- **GIVEN DATA**
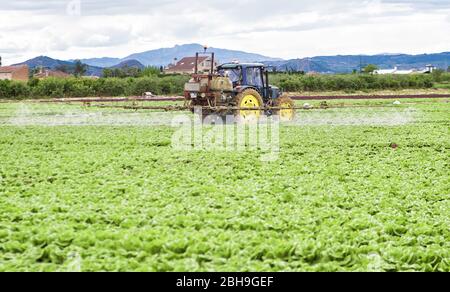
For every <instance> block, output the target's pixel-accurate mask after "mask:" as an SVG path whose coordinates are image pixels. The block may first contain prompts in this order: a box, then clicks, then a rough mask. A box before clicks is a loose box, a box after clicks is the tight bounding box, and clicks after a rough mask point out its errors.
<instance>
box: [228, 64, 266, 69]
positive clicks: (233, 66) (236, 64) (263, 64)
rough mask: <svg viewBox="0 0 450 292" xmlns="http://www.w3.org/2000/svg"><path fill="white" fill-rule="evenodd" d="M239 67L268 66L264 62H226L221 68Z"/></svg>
mask: <svg viewBox="0 0 450 292" xmlns="http://www.w3.org/2000/svg"><path fill="white" fill-rule="evenodd" d="M239 67H244V68H253V67H266V65H264V64H262V63H226V64H223V65H220V68H222V69H236V68H239Z"/></svg>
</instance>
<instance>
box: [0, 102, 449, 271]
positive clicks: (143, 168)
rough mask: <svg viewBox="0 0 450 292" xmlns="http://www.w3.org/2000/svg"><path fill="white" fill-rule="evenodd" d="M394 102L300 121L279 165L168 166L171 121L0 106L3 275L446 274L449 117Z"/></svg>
mask: <svg viewBox="0 0 450 292" xmlns="http://www.w3.org/2000/svg"><path fill="white" fill-rule="evenodd" d="M393 102H394V100H339V101H338V100H336V101H330V102H329V103H328V104H329V105H330V106H338V107H339V106H349V107H344V108H333V109H328V110H313V111H301V112H299V113H298V117H297V119H298V123H295V124H283V125H282V126H281V128H280V141H281V145H280V146H281V150H280V157H279V159H278V160H276V161H274V162H262V161H261V160H260V159H259V154H260V153H259V151H245V152H219V151H192V152H183V151H175V150H174V149H172V147H171V139H172V136H173V134H174V132H175V129H174V128H172V127H171V126H170V119H171V115H174V114H172V113H155V112H136V113H132V114H131V113H128V112H125V113H124V112H123V111H122V110H118V109H100V108H81V107H78V106H73V105H46V104H35V103H20V102H13V103H2V104H0V159H1V164H0V271H450V229H449V226H450V177H449V169H450V165H449V164H450V155H449V154H450V131H449V129H450V103H449V102H448V100H442V99H440V100H434V99H431V100H418V99H417V100H416V99H411V100H402V104H401V105H399V106H393ZM320 103H321V102H320V101H313V102H311V104H313V105H315V106H319V105H320ZM298 104H299V105H302V104H303V102H299V103H298ZM150 114H151V115H153V116H152V118H153V119H152V120H156V122H152V123H146V121H147V118H149V116H148V115H150ZM155 117H156V118H155ZM98 120H100V122H98ZM394 145H395V146H394Z"/></svg>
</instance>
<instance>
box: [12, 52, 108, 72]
mask: <svg viewBox="0 0 450 292" xmlns="http://www.w3.org/2000/svg"><path fill="white" fill-rule="evenodd" d="M16 65H28V67H30V69H35V68H38V67H44V68H48V69H51V70H61V69H62V68H64V69H65V70H68V71H71V70H73V68H74V67H75V62H71V61H62V60H58V59H53V58H50V57H47V56H39V57H36V58H33V59H30V60H27V61H25V62H23V63H20V64H16ZM86 70H87V71H86V74H85V75H87V76H101V75H102V73H103V68H100V67H96V66H89V65H88V66H87V68H86Z"/></svg>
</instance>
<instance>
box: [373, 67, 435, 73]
mask: <svg viewBox="0 0 450 292" xmlns="http://www.w3.org/2000/svg"><path fill="white" fill-rule="evenodd" d="M434 70H436V67H435V66H433V65H427V66H426V69H424V70H416V69H411V70H399V69H398V68H397V67H394V69H380V70H375V71H374V72H373V74H378V75H388V74H394V75H408V74H429V73H433V71H434Z"/></svg>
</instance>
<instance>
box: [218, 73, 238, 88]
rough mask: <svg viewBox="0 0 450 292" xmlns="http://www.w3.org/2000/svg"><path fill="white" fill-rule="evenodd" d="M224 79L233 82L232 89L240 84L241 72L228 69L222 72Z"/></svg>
mask: <svg viewBox="0 0 450 292" xmlns="http://www.w3.org/2000/svg"><path fill="white" fill-rule="evenodd" d="M222 73H223V76H224V77H228V78H230V80H231V82H233V87H236V86H240V85H241V84H242V74H241V73H242V72H241V69H230V70H225V71H223V72H222Z"/></svg>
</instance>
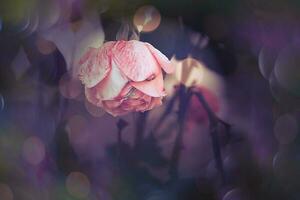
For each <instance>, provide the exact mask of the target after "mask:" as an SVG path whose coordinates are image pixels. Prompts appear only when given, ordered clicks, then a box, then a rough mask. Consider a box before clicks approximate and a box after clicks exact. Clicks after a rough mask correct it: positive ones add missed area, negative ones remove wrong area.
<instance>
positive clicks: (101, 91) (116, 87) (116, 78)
mask: <svg viewBox="0 0 300 200" xmlns="http://www.w3.org/2000/svg"><path fill="white" fill-rule="evenodd" d="M127 82H128V79H127V77H125V76H124V75H123V74H122V73H121V72H120V70H119V68H118V67H116V66H115V65H114V64H112V68H111V71H110V72H109V74H108V76H107V77H106V78H105V79H103V80H102V81H101V82H100V83H99V84H98V85H96V86H95V88H96V90H97V94H96V95H97V97H98V98H99V99H101V100H112V99H114V98H116V97H118V96H119V94H120V92H121V91H122V89H123V88H124V87H125V85H126V84H127Z"/></svg>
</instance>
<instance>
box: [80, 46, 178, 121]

- **ASSIGNED TASK**
Would you copy, exactly, each line from the start of the listing above through the line with "positive clicks: (143, 168)", both ends included, but none of the pictures?

- **SOLUTION TO THE EXERCISE**
For every <instance> block, output the target's pixel-accurate mask after "mask:" as an SVG path whose coordinates are image pixels. The block may first contain prompts in this order: a box, then clicks, then a rough mask. A box before clicks is a loose box, a box after clicks is the tight bounding box, and clicks after a rough mask point out its errors.
<instance>
box: [228, 64, 266, 69]
positive clicks: (233, 66) (236, 64) (263, 64)
rough mask: <svg viewBox="0 0 450 292" xmlns="http://www.w3.org/2000/svg"><path fill="white" fill-rule="evenodd" d="M239 67L268 66L264 62H226L221 68Z"/></svg>
mask: <svg viewBox="0 0 450 292" xmlns="http://www.w3.org/2000/svg"><path fill="white" fill-rule="evenodd" d="M239 67H244V68H253V67H266V65H264V64H262V63H226V64H223V65H220V68H222V69H236V68H239Z"/></svg>
</instance>
<instance>
box: [0, 102, 449, 271]
positive clicks: (143, 168)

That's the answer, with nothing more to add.